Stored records
= = =
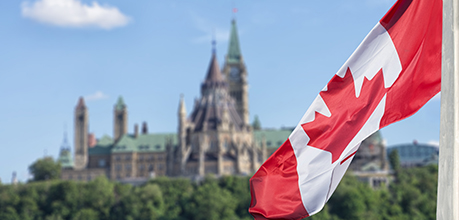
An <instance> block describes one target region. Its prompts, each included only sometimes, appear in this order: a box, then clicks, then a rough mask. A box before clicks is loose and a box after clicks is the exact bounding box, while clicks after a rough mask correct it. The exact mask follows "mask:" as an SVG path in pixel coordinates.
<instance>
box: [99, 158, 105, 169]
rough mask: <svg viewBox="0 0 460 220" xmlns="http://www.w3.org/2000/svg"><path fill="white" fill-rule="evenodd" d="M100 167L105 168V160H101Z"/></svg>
mask: <svg viewBox="0 0 460 220" xmlns="http://www.w3.org/2000/svg"><path fill="white" fill-rule="evenodd" d="M99 167H105V160H104V159H99Z"/></svg>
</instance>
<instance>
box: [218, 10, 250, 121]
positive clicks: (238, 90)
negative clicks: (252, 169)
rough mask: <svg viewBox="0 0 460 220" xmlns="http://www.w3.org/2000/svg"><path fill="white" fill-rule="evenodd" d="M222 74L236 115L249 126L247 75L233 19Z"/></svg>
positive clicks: (248, 99)
mask: <svg viewBox="0 0 460 220" xmlns="http://www.w3.org/2000/svg"><path fill="white" fill-rule="evenodd" d="M222 72H223V73H224V75H225V77H226V78H227V81H228V85H229V92H230V96H231V97H232V98H233V99H234V100H235V104H236V110H237V112H238V114H239V115H240V117H241V119H242V120H243V122H244V124H245V125H249V97H248V81H247V76H248V73H247V71H246V65H245V64H244V61H243V56H242V55H241V51H240V43H239V40H238V33H237V29H236V21H235V20H234V19H233V20H232V28H231V31H230V40H229V44H228V52H227V56H226V57H225V65H224V68H223V70H222Z"/></svg>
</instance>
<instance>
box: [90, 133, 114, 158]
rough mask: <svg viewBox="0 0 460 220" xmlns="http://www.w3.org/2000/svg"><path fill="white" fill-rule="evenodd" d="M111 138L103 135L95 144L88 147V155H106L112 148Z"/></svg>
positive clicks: (112, 142)
mask: <svg viewBox="0 0 460 220" xmlns="http://www.w3.org/2000/svg"><path fill="white" fill-rule="evenodd" d="M112 145H113V140H112V138H111V137H109V136H108V135H104V136H103V137H102V138H101V139H99V140H98V141H97V144H96V146H94V147H92V148H89V149H88V154H89V155H106V154H110V150H111V149H112Z"/></svg>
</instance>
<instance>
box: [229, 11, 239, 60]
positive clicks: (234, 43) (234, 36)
mask: <svg viewBox="0 0 460 220" xmlns="http://www.w3.org/2000/svg"><path fill="white" fill-rule="evenodd" d="M240 62H241V50H240V41H239V39H238V31H237V28H236V20H235V19H232V28H231V31H230V41H229V43H228V53H227V63H229V64H231V63H240Z"/></svg>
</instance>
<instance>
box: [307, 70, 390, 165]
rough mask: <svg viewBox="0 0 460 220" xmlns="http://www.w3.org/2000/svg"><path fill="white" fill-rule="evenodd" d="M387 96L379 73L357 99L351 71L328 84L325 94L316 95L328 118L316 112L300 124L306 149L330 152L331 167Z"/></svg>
mask: <svg viewBox="0 0 460 220" xmlns="http://www.w3.org/2000/svg"><path fill="white" fill-rule="evenodd" d="M386 92H387V89H385V87H384V80H383V73H382V69H380V71H379V72H378V73H377V75H375V76H374V77H373V79H372V80H368V79H364V83H363V86H362V89H361V93H360V95H359V97H358V98H356V95H355V85H354V81H353V77H352V75H351V71H350V69H349V68H348V69H347V72H346V74H345V76H344V77H343V78H341V77H340V76H338V75H335V76H334V77H333V78H332V79H331V81H330V82H329V83H328V85H327V91H322V92H320V93H319V95H320V96H321V97H322V98H323V100H324V102H325V103H326V105H327V107H328V108H329V111H330V112H331V116H330V117H327V116H324V115H322V114H320V113H318V112H315V120H314V121H312V122H308V123H305V124H302V128H303V129H304V130H305V132H306V133H307V135H308V136H309V137H310V141H309V142H308V145H309V146H311V147H315V148H318V149H321V150H325V151H328V152H330V153H331V155H332V163H334V162H335V161H337V160H338V159H339V157H340V155H341V154H342V152H343V151H344V150H345V148H346V147H347V145H348V144H349V143H350V141H351V140H352V139H353V138H354V137H355V136H356V134H357V133H358V131H359V130H360V129H361V128H362V127H363V125H364V123H366V121H367V120H368V119H369V117H370V116H371V114H372V112H373V111H374V110H375V108H376V107H377V105H378V104H379V102H380V100H382V98H383V96H384V95H385V93H386Z"/></svg>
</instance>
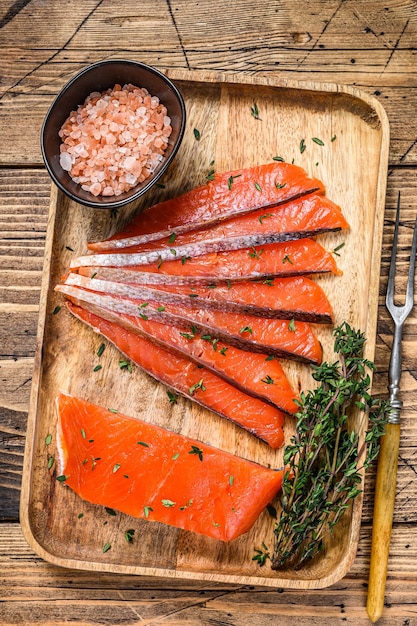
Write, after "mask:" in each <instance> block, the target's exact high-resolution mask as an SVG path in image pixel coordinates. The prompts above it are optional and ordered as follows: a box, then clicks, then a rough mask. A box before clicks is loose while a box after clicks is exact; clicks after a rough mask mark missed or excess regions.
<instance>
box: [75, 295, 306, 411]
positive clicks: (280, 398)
mask: <svg viewBox="0 0 417 626" xmlns="http://www.w3.org/2000/svg"><path fill="white" fill-rule="evenodd" d="M69 299H70V300H71V301H72V302H73V303H74V304H78V305H81V306H83V308H85V309H86V310H87V311H90V313H94V314H95V315H98V316H99V317H101V318H103V319H106V320H107V321H109V322H114V323H115V324H119V325H120V326H123V328H126V329H127V330H129V331H131V332H133V333H136V334H139V335H140V336H141V337H144V338H145V339H149V340H150V341H152V342H153V343H156V344H157V345H160V346H161V347H162V348H165V349H167V350H171V351H174V352H175V353H177V354H180V355H182V356H184V357H185V358H188V359H191V360H192V361H194V362H195V363H197V364H198V365H202V366H204V367H206V368H207V369H209V370H211V371H212V372H213V373H214V374H217V375H218V376H220V377H221V378H223V379H224V380H226V382H228V383H230V384H231V385H234V386H235V387H237V388H238V389H240V390H241V391H243V392H244V393H247V394H249V395H251V396H254V397H255V398H259V399H260V400H263V401H264V402H268V403H269V404H272V405H273V406H276V407H277V408H278V409H280V410H281V411H284V412H285V413H290V414H292V413H295V412H296V411H297V405H296V403H295V402H294V400H295V399H298V397H297V394H296V393H295V392H294V390H293V389H292V387H291V385H290V383H289V381H288V379H287V376H286V375H285V372H284V370H283V368H282V366H281V364H280V363H279V362H278V361H277V360H276V359H271V358H270V357H268V355H266V354H261V353H258V352H248V351H245V350H242V349H240V348H237V347H235V346H230V345H228V344H226V343H224V342H222V341H219V340H218V339H217V338H216V337H212V336H211V335H209V334H207V333H201V332H200V333H197V332H182V331H181V329H180V328H178V327H176V326H173V325H170V324H164V323H162V322H160V321H159V322H158V321H155V320H153V319H148V318H147V316H146V315H145V314H143V317H140V316H138V315H136V316H135V317H134V316H131V315H126V314H125V313H115V312H113V311H109V310H108V309H105V308H102V307H100V306H97V305H94V304H91V303H88V302H86V301H85V300H84V301H82V300H81V299H79V298H75V297H69ZM145 310H146V309H143V311H145ZM144 318H145V319H144ZM242 363H245V367H242Z"/></svg>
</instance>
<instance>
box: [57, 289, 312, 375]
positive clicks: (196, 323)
mask: <svg viewBox="0 0 417 626" xmlns="http://www.w3.org/2000/svg"><path fill="white" fill-rule="evenodd" d="M55 290H56V291H59V292H60V293H62V294H64V295H65V296H66V297H67V298H69V299H70V300H71V301H72V302H74V303H75V304H79V305H80V306H82V307H88V308H89V310H91V311H92V312H94V309H92V308H91V307H100V308H104V309H107V310H108V311H113V312H114V313H124V314H126V315H130V316H133V317H134V316H139V317H141V319H143V316H146V317H147V318H148V319H154V320H156V321H161V322H163V323H165V324H170V325H174V326H177V327H178V328H181V329H182V330H184V331H185V332H187V333H193V332H195V331H194V329H196V330H197V331H198V332H201V333H203V334H209V335H210V336H212V337H216V338H218V339H219V340H222V341H224V342H225V343H227V344H230V345H233V346H236V347H238V348H241V349H243V350H248V351H252V352H261V353H266V354H268V355H274V356H276V357H283V358H287V359H295V360H297V361H302V362H306V363H314V364H319V363H321V360H322V357H323V350H322V347H321V344H320V342H319V341H318V339H317V337H316V336H315V335H314V333H313V331H312V329H311V326H310V325H309V324H308V323H307V322H296V323H292V321H291V322H288V321H287V320H276V319H274V320H269V319H266V318H262V317H256V316H254V315H242V314H240V313H228V312H224V311H216V310H212V311H209V310H207V309H189V308H187V307H181V306H179V305H174V304H167V305H161V306H157V303H155V305H152V304H149V305H148V306H147V307H146V313H145V312H144V310H143V308H142V307H141V306H139V307H138V304H137V302H135V301H134V300H130V299H129V298H120V297H116V296H109V295H104V294H99V293H96V292H93V291H87V290H86V289H81V288H79V287H73V286H70V285H57V286H56V287H55ZM142 304H144V302H142Z"/></svg>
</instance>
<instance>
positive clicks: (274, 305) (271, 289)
mask: <svg viewBox="0 0 417 626" xmlns="http://www.w3.org/2000/svg"><path fill="white" fill-rule="evenodd" d="M65 282H66V284H69V285H76V286H79V287H84V288H85V289H89V290H92V291H97V292H100V293H108V294H112V295H116V296H120V297H128V298H131V299H135V300H138V301H140V302H138V304H139V305H142V306H143V305H144V303H146V302H148V301H151V302H159V303H163V304H165V303H168V304H169V303H173V304H180V305H182V306H186V307H191V308H200V307H206V308H208V309H217V310H220V311H230V312H235V313H242V314H245V313H249V314H251V315H256V316H259V317H268V318H270V319H294V320H299V321H304V322H314V323H317V324H329V323H331V321H332V316H333V313H332V308H331V306H330V303H329V301H328V299H327V297H326V295H325V293H324V291H323V289H322V288H321V287H320V285H318V284H317V283H315V282H314V281H312V280H311V279H309V278H307V277H306V276H298V277H296V278H281V279H275V280H274V279H270V280H266V281H262V282H256V283H253V282H250V283H234V284H231V285H228V286H224V285H218V286H214V288H210V287H209V286H208V287H206V286H201V285H200V286H199V287H191V288H190V287H188V286H187V287H185V286H175V287H174V286H172V285H152V286H151V287H149V286H147V285H130V284H125V283H117V282H110V281H107V280H100V279H98V278H87V277H85V276H81V275H80V274H74V273H70V274H69V275H68V277H67V279H66V281H65ZM145 306H146V304H145Z"/></svg>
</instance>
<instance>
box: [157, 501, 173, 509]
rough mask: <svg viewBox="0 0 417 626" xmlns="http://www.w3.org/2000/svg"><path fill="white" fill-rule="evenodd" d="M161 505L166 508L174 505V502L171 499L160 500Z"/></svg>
mask: <svg viewBox="0 0 417 626" xmlns="http://www.w3.org/2000/svg"><path fill="white" fill-rule="evenodd" d="M161 502H162V504H163V506H165V507H167V508H172V507H173V506H175V505H176V502H173V501H172V500H161Z"/></svg>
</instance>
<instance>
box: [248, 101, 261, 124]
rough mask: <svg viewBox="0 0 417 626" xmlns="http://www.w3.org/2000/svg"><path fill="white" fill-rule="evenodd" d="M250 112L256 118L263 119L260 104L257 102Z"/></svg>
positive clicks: (253, 103) (256, 119)
mask: <svg viewBox="0 0 417 626" xmlns="http://www.w3.org/2000/svg"><path fill="white" fill-rule="evenodd" d="M250 112H251V115H252V117H254V118H255V119H256V120H260V119H261V118H260V117H259V109H258V105H257V104H256V102H254V103H253V107H251V109H250Z"/></svg>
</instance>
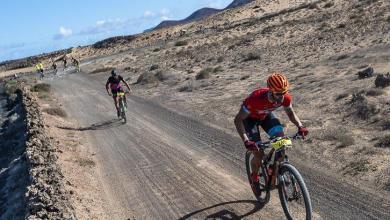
= = =
▶ _Work required_:
Pick out each line in the rows above that contains the word "prompts".

▶ _Exercise result_:
An <instance> block describes one target region. Its prompts, each included only sometimes, appear in this order: a box, then clicks, then a rough mask. A box before clicks is loose and a box after clicks is the exact bounding box, while clicks after a rough mask correct it. The exact mask follows "mask:" as an SVG path in pixel coordinates.
Write, after "mask:" in each <instance> block, the target's exact high-resolution mask as an SVG path in image pixel coordinates. The prompts above it are optional and ordered as follows: a box, then clicks, then a rough mask. A box before clicks is loose while a box after clicks is exact; clicks after a rough mask mark missed or excess regions.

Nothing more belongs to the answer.